== KUTIPAN HALAMAN ==
|---|

Sentimen
Informasi Tambahan
Institusi: Universitas Indonesia
Tokoh Terkait
Dianggap Tak Adil, Pasal Penghinaan Presiden Digugat ke MK
Mediaindonesia.com Jenis Media: Nasional
PENGAJAR di Fakultas Hukum Universitas Indonesia Fernando Manullang menguji Undang-Undang No.1/2023 tentang Kitab Undang-Undang Hukum Pidana (KUHP) khususnya terkait pasal penghinaan presiden dan lembaga tinggi negara terhadap UUD 1945, ke Mahkamah Konstitusi (MK).
Diwakili Kuasa Hukumnya Zico Leonard D Simanjuntak, pemohon beralasan presiden beserta lembaga negara sebagai pihak yang menjalankan negara layak mendapat kritikan maupun saran dari warga negara. Meskipun ada beberapa saran yang disampaikan tidak sesuai dengan etika ataupun moral, namun menurut pemohon pengaturan pasal penghinaan terhadap presiden dan lembaga negara justru bertentangan dengan UUD 1945 yakni perlindungan hukum yang adil tanpa memandang jabatan atau latar belakang.

|---|

== TUGAS YANG DIBERIKAN ==
Tolong sebutkan semua singkatan nama peraturan atau lembaga yang muncul dalam kutipan berita tentang gugatan pasal penghinaan presiden.

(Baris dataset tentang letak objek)
|---|

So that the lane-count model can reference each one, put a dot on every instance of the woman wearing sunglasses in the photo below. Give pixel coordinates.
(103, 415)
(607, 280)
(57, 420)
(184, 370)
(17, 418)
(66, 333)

|---|

== JAWABAN TERTULIS ==
KUHP, UUD, MK